··· Records for this task ···

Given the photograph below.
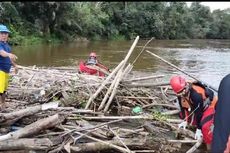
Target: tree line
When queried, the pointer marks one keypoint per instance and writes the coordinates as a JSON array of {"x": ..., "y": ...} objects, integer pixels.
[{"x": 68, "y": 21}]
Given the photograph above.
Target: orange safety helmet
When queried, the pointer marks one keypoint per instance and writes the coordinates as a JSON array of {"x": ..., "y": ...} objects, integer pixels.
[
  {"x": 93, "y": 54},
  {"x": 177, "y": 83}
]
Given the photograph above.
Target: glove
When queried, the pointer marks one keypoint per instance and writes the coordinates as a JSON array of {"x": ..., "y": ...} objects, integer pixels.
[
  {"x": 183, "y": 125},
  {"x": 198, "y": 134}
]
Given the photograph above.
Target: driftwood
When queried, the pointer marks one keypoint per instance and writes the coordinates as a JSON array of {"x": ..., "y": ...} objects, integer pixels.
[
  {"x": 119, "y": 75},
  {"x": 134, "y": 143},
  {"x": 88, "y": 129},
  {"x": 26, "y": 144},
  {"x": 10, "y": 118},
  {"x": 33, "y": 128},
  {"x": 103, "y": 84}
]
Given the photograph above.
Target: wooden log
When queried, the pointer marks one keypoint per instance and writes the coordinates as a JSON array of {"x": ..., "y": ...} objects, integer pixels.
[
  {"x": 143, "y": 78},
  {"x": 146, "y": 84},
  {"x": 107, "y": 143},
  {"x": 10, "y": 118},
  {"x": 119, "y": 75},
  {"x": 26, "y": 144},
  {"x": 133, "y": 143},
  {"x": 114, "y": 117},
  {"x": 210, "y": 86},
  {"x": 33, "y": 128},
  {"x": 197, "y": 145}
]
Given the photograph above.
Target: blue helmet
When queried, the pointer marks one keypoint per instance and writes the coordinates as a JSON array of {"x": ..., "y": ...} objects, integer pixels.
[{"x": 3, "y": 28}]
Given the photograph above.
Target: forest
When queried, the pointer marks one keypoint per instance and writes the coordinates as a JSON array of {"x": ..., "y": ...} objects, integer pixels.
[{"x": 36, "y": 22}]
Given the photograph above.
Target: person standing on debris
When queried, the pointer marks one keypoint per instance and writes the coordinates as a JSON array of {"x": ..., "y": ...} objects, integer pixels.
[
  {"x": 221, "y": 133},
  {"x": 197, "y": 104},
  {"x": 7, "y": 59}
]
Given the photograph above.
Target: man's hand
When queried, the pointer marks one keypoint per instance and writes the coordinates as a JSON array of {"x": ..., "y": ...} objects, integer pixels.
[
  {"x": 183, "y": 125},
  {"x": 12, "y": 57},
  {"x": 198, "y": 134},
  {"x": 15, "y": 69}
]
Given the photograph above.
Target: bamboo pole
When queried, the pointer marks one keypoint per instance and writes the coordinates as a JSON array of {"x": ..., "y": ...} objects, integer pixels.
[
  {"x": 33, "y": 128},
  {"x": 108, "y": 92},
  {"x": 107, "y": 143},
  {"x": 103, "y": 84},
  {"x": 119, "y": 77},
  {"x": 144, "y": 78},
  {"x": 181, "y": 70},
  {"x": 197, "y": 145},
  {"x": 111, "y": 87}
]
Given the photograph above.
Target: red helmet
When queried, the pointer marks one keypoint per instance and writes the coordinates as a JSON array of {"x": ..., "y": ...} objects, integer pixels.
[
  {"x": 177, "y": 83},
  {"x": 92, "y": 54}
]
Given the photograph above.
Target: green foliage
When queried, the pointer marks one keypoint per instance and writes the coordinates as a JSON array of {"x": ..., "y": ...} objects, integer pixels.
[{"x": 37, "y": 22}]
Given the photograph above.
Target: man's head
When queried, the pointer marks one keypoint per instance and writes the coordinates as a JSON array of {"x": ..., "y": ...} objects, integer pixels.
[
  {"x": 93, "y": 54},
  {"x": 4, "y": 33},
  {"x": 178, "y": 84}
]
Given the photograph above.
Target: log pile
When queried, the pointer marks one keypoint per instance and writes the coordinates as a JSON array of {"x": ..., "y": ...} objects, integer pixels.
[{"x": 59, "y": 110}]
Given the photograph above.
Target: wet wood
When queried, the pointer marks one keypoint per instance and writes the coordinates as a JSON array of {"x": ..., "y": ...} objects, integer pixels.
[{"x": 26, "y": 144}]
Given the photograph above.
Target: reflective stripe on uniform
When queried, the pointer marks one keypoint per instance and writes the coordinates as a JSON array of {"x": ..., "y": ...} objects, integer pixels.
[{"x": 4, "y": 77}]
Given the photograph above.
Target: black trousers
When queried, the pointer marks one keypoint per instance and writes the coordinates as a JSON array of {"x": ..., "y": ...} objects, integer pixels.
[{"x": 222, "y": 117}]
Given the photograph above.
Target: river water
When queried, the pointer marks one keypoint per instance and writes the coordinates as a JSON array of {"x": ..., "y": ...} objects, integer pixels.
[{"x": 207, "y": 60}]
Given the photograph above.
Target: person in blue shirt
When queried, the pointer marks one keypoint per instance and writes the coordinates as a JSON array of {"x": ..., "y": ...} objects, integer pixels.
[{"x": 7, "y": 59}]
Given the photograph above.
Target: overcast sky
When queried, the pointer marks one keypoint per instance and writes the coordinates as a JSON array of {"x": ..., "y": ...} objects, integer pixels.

···

Return the lines above, starting at the one that contains "Target: person in blue shirt" and running through the last, exactly as they appear, with no extra lines.

■ Final answer:
Target: person in blue shirt
When queried, the pointer marks one keypoint per instance and writes the coordinates as a JSON array of {"x": ..., "y": ...} objects, integer pixels.
[{"x": 7, "y": 59}]
Given the photograph above.
Target: overcast sky
When queried, the pointer marks one keypoint per instance and writes the coordinates as a JSON array of {"x": ..., "y": ...} objects, integer pixels.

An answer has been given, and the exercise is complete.